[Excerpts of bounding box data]
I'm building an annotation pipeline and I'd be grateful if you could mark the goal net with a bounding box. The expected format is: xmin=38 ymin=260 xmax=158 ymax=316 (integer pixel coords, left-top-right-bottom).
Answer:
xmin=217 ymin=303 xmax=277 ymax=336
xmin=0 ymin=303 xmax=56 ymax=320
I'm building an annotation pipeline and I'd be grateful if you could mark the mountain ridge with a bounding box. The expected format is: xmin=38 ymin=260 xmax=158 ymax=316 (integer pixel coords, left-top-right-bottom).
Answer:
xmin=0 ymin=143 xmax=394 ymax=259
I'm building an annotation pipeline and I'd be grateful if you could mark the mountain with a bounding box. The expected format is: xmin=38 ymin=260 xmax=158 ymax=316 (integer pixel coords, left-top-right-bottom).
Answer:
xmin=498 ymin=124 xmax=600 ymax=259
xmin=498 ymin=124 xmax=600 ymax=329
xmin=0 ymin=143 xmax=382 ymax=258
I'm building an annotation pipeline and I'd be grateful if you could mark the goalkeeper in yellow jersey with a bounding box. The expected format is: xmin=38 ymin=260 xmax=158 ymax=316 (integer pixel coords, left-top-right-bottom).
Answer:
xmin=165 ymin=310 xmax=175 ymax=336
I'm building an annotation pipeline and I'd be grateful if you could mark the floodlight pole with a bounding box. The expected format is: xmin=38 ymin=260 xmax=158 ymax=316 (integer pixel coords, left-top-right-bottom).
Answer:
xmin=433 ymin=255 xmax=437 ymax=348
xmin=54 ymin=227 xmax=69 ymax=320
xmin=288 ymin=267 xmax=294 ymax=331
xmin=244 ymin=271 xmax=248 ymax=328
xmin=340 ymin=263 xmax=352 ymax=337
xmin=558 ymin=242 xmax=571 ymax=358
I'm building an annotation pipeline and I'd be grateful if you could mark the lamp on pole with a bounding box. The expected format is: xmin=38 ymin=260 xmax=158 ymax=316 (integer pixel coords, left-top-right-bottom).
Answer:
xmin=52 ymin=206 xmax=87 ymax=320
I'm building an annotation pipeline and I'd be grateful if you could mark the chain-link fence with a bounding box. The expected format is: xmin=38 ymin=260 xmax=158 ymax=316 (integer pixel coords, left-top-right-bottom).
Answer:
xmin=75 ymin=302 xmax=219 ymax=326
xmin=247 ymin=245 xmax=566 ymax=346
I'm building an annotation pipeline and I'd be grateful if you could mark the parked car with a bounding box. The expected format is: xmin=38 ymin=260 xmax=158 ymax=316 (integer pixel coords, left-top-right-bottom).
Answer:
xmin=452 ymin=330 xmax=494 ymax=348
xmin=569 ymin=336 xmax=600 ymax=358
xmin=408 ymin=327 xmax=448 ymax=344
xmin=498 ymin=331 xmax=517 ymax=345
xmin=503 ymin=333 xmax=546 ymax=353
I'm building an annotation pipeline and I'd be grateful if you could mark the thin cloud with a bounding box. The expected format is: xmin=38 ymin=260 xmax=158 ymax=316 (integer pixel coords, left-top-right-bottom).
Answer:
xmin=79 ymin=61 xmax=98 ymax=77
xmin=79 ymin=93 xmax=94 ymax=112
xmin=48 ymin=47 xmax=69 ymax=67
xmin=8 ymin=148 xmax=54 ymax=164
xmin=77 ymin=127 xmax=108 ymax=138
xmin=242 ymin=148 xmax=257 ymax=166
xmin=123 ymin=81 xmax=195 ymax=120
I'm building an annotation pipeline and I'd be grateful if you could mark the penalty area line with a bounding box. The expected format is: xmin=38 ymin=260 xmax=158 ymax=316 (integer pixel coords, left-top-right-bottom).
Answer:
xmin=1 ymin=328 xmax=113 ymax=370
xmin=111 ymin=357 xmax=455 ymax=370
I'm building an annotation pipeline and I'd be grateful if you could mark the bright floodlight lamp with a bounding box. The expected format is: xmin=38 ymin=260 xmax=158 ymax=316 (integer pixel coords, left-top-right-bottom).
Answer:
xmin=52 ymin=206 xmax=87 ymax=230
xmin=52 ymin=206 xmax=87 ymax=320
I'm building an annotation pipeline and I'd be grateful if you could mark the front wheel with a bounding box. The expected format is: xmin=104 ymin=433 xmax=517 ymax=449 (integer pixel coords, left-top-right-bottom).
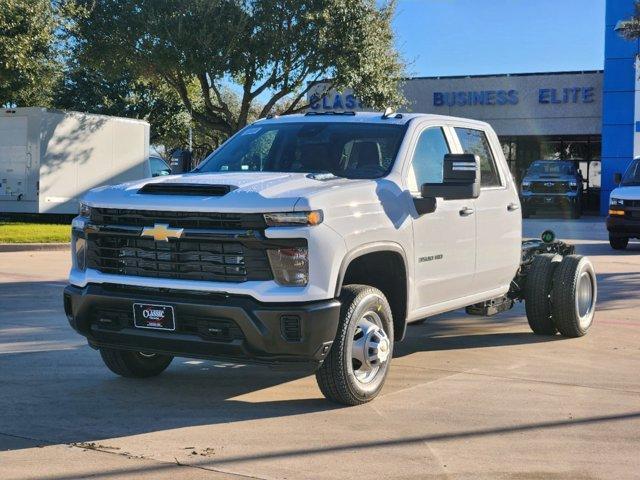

▶ TASK DETAILS
Reproduce the stretch of rows from the line containing "mark the parked" through the line containing "xmin=452 ymin=330 xmax=494 ymax=348", keeping the request and its sample format unchanged. Multiply every coordinate in the answer by 2.3, rounding each result to a whole number with halves rounded up.

▶ RESULT BELOW
I'm building an annotation pipeline and I'd be grateful if you could mark the parked car with a bounding box. The expected format is: xmin=38 ymin=260 xmax=158 ymax=316 (integer pixel coords, left-top-right-bottom).
Answer:
xmin=1040 ymin=759 xmax=1136 ymax=800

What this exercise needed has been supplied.